● **ARTIKEL**
Ludwigsburger Kreiszeitung vom 05. Juni 2015
Strich um Strich wächst an den Garagen der Hochdorfer Geschäftsstelle der Jugendhilfe ein Kunstwerk heran. Mit Freude und Elan haben Jugendliche, Mitarbeiter der Verwaltung und die Künstlerbrüder Manuel und Felix Seiter gestern ihr Werk vollbracht.
„Ich habe bei dem Projekt mitgemacht, weil es so großen Spaß macht“, sagt die 15-jährige Alexandra, die gemeinsam mit gut 15 Helfern in drei Tagen ein Streetart-Kunstwerk auf die Garagen zaubert. Die Zusammenarbeit funktioniere sehr gut, „und ich mag die Künstler“.
Die Konzeption machte Manuel Seiter, der Grafikdesign studiert hat, zuerst am Computer. „Dafür brauchte ich zwei starke Tage“, sagt der Marbacher und zeigt zwei Ausdrucke. Darauf ist sein Entwurf auf Fotografien der kahlen Garagen gelegt. „Ziel ist es, für den Kunden einen starken Gesamteindruck zu schaffen“, erklärt er.

● **DATENSÄTZE**
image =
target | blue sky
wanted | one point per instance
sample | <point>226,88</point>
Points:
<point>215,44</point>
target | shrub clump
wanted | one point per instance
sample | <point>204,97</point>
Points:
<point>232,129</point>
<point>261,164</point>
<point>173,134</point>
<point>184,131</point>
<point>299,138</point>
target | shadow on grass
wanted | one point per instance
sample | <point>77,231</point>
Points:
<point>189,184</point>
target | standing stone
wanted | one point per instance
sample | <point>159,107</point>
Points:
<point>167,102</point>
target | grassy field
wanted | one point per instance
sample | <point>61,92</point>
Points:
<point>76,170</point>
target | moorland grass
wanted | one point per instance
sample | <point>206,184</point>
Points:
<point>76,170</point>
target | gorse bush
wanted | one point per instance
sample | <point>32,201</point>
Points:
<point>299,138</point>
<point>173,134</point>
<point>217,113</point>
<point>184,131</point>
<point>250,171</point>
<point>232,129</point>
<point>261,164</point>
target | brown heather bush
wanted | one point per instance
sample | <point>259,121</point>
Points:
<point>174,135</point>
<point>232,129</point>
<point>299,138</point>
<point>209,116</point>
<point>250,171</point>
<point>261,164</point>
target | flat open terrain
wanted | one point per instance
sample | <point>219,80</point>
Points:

● **AUFGABEN**
A. Schreiben Sie aus dem Artikel alles von „Ludwigsburger Kreiszeitung vom“ bis hinunter zu „ihr Werk vollbracht.“ wortgetreu ab.
B. Beantworten Sie anhand des Artikels:
(i) Wie alt ist Alexandra?
(ii) Was hat Manuel Seiter studiert?
(iii) In wie vielen Tagen entsteht das Kunstwerk auf den Garagen?
Das Material steht für sich und gehört nicht zum Artikel.

● **LÖSUNGEN**
A.
Ludwigsburger Kreiszeitung vom 05. Juni 2015
Strich um Strich wächst an den Garagen der Hochdorfer Geschäftsstelle der Jugendhilfe ein Kunstwerk heran. Mit Freude und Elan haben Jugendliche, Mitarbeiter der Verwaltung und die Künstlerbrüder Manuel und Felix Seiter gestern ihr Werk vollbracht.

B.
(i) 15 Jahre.
(ii) Grafikdesign.
(iii) In drei Tagen.